§ **DATA FOR THE TASK**
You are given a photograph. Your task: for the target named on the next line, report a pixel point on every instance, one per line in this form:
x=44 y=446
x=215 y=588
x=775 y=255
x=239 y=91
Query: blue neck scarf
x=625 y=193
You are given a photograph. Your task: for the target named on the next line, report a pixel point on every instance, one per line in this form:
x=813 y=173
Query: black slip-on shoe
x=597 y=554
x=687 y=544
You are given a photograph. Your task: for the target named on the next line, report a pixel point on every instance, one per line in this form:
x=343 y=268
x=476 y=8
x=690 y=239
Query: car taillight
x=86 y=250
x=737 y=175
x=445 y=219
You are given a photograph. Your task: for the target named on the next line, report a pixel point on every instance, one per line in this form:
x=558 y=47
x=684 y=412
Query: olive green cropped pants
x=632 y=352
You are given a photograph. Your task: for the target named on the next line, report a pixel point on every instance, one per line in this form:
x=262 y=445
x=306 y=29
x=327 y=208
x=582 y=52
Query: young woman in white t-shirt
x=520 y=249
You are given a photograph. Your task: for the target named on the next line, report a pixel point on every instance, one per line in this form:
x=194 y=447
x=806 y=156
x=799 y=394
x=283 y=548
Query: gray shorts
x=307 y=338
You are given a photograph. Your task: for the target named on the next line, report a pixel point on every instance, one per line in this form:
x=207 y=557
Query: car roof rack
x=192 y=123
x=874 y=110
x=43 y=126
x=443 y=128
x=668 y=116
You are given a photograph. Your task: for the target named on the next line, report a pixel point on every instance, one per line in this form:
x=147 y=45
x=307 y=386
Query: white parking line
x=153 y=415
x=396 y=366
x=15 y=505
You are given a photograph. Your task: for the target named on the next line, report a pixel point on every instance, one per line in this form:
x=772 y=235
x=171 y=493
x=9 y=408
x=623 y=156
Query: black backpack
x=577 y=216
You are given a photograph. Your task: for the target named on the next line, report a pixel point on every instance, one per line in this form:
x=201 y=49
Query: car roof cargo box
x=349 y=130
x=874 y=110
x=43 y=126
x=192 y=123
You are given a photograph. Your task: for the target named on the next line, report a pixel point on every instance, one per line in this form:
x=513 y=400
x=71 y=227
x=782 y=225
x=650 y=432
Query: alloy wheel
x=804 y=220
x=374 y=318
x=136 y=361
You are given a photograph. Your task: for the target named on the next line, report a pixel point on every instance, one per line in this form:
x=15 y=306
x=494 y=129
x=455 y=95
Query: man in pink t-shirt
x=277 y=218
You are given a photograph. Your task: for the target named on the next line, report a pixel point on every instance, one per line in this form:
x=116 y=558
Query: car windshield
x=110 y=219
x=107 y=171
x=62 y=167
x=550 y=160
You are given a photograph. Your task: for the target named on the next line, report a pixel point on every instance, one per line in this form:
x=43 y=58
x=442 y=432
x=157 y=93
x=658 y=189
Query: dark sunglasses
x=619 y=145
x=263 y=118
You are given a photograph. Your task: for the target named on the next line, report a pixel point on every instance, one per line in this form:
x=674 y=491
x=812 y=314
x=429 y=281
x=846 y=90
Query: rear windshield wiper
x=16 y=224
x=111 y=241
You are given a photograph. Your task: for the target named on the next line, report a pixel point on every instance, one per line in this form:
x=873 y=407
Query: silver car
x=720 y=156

§ **REQUEST**
Put the lines above into a Markdown table with the columns Row and Text. Begin at the first line and stop after the line that has "x=687 y=544". Number each row, and leave out any blank lines.

§ **EXERCISE OUTPUT**
| Row | Text |
|---|---|
| 1 | You are given a photograph. Your task: for the target named on the next line, report a pixel point on every instance, one per line in this form: |
| 2 | x=44 y=446 |
| 3 | x=215 y=588 |
| 4 | x=775 y=255 |
| 5 | x=239 y=91 |
| 6 | Query: blue neck scarf |
| 7 | x=625 y=193 |
| 8 | You are given a photograph. Your task: for the target named on the next line, report a pixel point on every instance, one per line in this form: |
| 9 | x=813 y=173 |
| 10 | Query: black slip-on shoe |
| 11 | x=597 y=554 |
| 12 | x=687 y=544 |